Labeled area outline items

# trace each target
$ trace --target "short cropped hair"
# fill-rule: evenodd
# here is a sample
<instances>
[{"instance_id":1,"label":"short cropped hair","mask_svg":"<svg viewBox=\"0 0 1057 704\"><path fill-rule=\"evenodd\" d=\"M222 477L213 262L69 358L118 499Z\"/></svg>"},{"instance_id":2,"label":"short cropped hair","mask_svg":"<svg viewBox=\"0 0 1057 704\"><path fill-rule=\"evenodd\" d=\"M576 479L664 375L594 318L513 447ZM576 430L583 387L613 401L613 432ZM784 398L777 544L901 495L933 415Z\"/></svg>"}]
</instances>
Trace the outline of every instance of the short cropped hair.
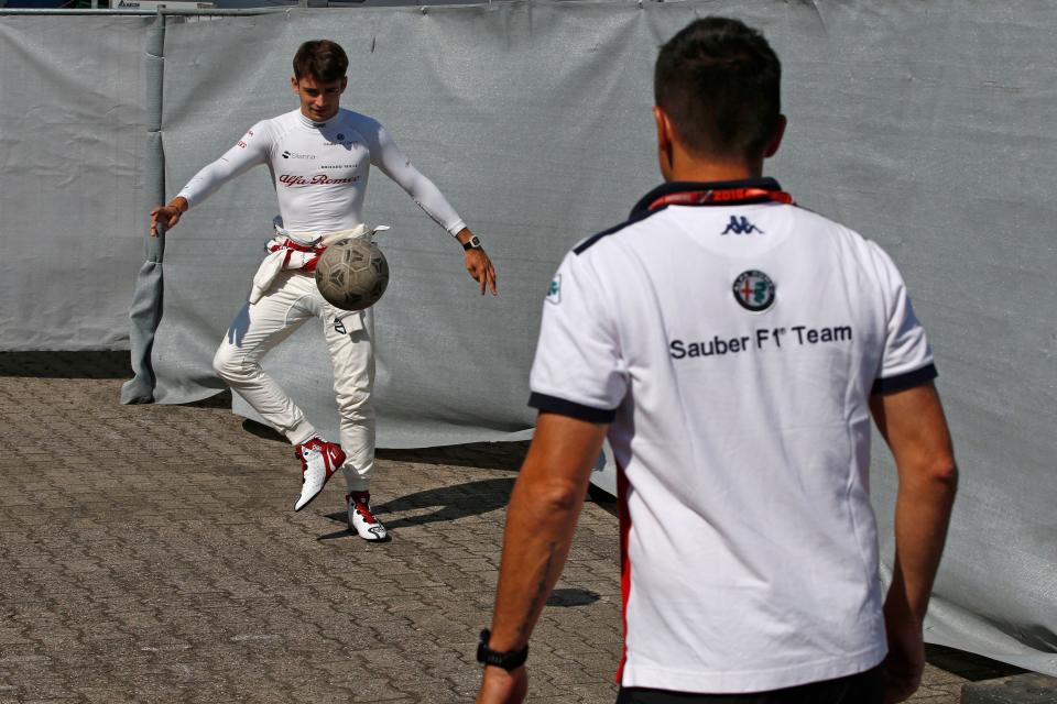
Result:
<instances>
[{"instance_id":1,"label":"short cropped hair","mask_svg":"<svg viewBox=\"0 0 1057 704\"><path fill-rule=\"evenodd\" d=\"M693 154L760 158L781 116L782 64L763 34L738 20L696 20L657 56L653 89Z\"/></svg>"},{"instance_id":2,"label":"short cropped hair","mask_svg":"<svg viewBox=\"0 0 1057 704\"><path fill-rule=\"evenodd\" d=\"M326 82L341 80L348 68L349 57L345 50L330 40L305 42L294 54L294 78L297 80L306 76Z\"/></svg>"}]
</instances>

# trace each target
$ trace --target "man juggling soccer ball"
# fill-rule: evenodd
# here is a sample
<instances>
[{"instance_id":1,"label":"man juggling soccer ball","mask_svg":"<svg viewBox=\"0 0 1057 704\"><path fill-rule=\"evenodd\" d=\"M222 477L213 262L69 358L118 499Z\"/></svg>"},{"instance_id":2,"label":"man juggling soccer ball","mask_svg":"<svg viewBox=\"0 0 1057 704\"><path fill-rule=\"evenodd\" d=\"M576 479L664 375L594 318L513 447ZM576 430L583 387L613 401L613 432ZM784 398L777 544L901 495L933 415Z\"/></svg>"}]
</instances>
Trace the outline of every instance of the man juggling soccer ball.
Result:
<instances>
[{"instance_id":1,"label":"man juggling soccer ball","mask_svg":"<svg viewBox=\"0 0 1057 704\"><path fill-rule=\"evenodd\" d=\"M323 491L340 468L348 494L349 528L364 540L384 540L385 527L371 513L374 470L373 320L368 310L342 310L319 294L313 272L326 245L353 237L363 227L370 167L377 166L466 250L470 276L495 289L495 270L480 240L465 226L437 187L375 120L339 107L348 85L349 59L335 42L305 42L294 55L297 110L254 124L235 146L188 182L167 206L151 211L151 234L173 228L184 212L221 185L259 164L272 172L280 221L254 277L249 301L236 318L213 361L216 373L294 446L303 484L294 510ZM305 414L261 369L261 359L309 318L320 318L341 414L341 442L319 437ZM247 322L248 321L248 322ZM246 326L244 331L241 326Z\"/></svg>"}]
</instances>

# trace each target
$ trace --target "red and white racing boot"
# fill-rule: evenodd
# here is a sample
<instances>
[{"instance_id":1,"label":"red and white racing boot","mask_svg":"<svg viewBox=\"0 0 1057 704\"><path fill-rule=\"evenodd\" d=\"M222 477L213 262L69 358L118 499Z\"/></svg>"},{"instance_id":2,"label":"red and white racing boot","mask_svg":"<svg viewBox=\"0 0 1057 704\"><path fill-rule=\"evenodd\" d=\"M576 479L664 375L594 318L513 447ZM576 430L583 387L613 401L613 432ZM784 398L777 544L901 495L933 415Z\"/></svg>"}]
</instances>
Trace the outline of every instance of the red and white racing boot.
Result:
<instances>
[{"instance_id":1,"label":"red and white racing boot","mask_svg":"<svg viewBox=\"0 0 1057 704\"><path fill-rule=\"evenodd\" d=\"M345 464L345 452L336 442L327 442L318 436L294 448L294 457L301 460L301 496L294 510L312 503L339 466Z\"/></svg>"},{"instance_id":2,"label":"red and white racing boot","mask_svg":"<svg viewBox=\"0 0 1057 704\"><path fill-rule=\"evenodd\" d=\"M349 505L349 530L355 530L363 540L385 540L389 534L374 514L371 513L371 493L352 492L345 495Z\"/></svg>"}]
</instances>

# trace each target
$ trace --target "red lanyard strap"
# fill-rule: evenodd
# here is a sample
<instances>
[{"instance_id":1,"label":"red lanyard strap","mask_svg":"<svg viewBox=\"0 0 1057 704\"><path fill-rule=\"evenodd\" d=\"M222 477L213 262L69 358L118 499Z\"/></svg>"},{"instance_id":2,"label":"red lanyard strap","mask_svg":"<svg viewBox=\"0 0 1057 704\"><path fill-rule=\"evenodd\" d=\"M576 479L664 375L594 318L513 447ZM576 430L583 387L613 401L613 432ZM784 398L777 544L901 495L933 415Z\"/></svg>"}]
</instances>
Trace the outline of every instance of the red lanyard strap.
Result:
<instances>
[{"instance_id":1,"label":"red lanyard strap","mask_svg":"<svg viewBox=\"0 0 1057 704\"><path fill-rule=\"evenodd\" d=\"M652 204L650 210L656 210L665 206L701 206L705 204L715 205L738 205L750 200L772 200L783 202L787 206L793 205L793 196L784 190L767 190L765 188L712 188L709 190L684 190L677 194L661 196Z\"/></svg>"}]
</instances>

■ **WHAT NEEDS TO BE DONE**:
Pull out every line of the items above that contains the string "lanyard".

■ **RESULT OF THIS EXERCISE**:
$ trace --target "red lanyard strap"
[{"instance_id":1,"label":"red lanyard strap","mask_svg":"<svg viewBox=\"0 0 1057 704\"><path fill-rule=\"evenodd\" d=\"M222 477L213 262L69 358L118 499Z\"/></svg>"},{"instance_id":2,"label":"red lanyard strap","mask_svg":"<svg viewBox=\"0 0 1057 704\"><path fill-rule=\"evenodd\" d=\"M576 479L664 375L594 318L513 447ZM576 430L583 387L613 401L613 432ZM784 398L777 544L901 495L933 415Z\"/></svg>"}]
Trace the outline of every instance of the red lanyard strap.
[{"instance_id":1,"label":"red lanyard strap","mask_svg":"<svg viewBox=\"0 0 1057 704\"><path fill-rule=\"evenodd\" d=\"M652 204L650 210L656 210L665 206L701 206L705 204L715 205L738 205L750 200L772 200L783 202L787 206L793 205L793 196L784 190L767 190L765 188L712 188L709 190L684 190L677 194L661 196Z\"/></svg>"}]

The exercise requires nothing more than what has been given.